● Task:
Report how many lines below contain the word "headband". Give only the number.

######

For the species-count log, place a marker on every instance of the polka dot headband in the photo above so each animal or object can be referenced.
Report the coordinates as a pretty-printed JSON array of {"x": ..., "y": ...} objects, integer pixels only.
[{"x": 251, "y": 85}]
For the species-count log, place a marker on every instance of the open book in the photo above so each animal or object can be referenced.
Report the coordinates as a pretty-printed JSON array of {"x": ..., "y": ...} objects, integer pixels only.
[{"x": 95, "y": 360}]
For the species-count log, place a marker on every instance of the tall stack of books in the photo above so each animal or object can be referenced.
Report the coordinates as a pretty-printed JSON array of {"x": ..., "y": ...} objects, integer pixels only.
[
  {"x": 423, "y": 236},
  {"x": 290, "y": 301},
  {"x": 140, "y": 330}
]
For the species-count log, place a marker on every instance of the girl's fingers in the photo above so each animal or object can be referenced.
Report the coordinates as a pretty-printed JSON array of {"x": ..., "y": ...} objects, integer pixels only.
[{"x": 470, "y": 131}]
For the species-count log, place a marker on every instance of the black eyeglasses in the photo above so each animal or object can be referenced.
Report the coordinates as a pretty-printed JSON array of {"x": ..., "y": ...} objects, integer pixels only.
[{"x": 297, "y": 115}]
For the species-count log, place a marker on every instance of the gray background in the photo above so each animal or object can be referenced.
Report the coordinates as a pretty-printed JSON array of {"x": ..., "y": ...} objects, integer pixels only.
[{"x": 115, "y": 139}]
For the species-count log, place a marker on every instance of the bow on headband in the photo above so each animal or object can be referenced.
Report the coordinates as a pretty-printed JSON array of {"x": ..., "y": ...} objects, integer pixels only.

######

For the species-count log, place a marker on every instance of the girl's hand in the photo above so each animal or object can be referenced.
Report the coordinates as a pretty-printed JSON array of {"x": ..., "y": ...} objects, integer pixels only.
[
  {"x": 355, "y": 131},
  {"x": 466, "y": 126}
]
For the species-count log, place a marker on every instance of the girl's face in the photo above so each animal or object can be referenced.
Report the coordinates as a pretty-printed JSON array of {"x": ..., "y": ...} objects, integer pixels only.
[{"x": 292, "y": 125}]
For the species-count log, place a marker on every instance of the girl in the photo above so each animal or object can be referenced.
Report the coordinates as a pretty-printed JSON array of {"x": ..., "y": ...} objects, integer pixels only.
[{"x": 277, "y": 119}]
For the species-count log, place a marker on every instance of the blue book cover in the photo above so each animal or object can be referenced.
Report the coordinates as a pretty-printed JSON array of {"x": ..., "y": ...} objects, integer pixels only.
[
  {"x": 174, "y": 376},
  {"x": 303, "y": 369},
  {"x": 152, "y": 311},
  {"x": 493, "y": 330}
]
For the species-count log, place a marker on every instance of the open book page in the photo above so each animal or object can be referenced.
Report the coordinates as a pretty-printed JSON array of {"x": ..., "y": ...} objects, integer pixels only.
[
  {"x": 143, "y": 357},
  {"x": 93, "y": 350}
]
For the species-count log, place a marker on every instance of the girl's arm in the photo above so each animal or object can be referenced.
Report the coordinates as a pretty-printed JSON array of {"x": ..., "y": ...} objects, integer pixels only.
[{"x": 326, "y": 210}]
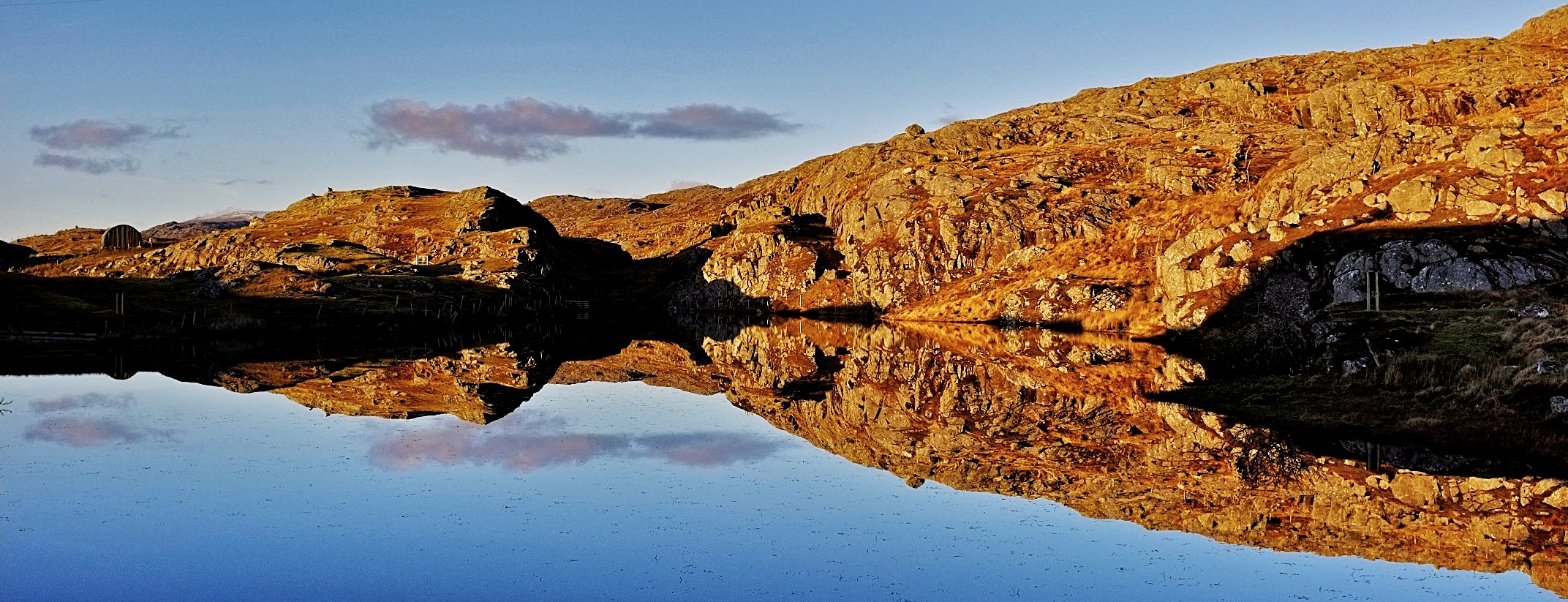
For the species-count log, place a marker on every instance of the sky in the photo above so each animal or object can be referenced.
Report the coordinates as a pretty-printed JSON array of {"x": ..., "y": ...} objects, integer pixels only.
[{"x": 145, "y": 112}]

######

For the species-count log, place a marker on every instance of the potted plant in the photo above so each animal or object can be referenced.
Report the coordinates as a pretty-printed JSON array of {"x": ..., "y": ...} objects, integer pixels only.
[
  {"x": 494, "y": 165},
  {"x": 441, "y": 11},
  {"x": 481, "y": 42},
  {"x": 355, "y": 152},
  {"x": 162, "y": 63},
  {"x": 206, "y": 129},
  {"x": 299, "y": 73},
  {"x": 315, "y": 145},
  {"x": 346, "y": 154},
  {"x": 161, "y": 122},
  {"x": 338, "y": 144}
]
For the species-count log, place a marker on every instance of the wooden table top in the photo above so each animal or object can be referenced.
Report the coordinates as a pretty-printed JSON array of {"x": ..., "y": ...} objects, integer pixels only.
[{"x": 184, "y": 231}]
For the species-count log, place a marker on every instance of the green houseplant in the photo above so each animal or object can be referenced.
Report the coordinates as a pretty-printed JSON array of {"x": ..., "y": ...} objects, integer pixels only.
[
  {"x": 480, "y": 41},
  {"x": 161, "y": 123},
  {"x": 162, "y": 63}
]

######

● Solution to this problem:
2